Write out, word for word, the part of the insurance index thread between "Thanks in advance" and "on your insight.", inclusive.

* **Text block**:
—————

Cacarulo: Composition-dependent indices for Insurance

[Igor]

Can you point me in the right direction? If I wanted to calculate the ten insurance break-even true counts for the above count, how would I?

I've never been happy about being an idiot and my resignation to this fact has led to some lazy habits. I only know, which isn't much at all, that insurance has a zero expectation at a composition where Q(T) = Q(NT)/2, or the NT/T ratio is exactly 2. Uncounted ranks should be assumed to consist of 1/13 per rank of the total cards in the undealt subset. The problem comes in the two tags that share the low half. A high count can presume an undealt subset that holds fewer Fours and Fives among the low cards, raising the NT/T ratio. I trust departure determination algorithms based upon simulation of the undealt subset (meaning SBA) more than algorithms assuming composition of the undealt subset (meaning BCA and PBA) for this reason.

Is there a quick and dirty approach to this? Accuracy two places to the right of the decimal is unnecessary. Even one place would be overkill; I would be ecstatic with accuracy to a fifth, a third or even a half of a point.

Thanks in advance and, although I have always been impressed with your work, I am literally astounded by this development.

Congratulations on your insight.

[Cacarulo]

> Can you point me in the right direction? If
> I wanted to calculate the ten insurance
> break-even true counts for the above count,
> how would I?

It's not that simple. You can find some info on bjmath where Pete Moss developed an algebraic formula for determining indices based on EORs.

> I've never been happy about being an idiot
> and my resignation to this fact has led to
> some lazy habits. I only know, which isn't
> much at all, that insurance has a zero
> expectation at a composition where Q(T) =
> Q(NT)/2, or the NT/T ratio is exactly 2.
> Uncounted ranks should be assumed to consist
> of 1/13 per rank of the total cards in the
> undealt subset. The problem comes in the two
> tags that share the low half. A high count
> can presume an undealt subset that holds
> fewer Fours and Fives among the low cards,
> raising the NT/T ratio.

—————

* **Source material**:
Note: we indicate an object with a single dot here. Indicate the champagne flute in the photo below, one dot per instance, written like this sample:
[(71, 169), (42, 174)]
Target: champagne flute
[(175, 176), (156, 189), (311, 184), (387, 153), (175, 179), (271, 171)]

—————

* **Response for this exercise**:
Thanks in advance and, although I have always been impressed with your work, I am literally astounded by this development.

Congratulations on your insight.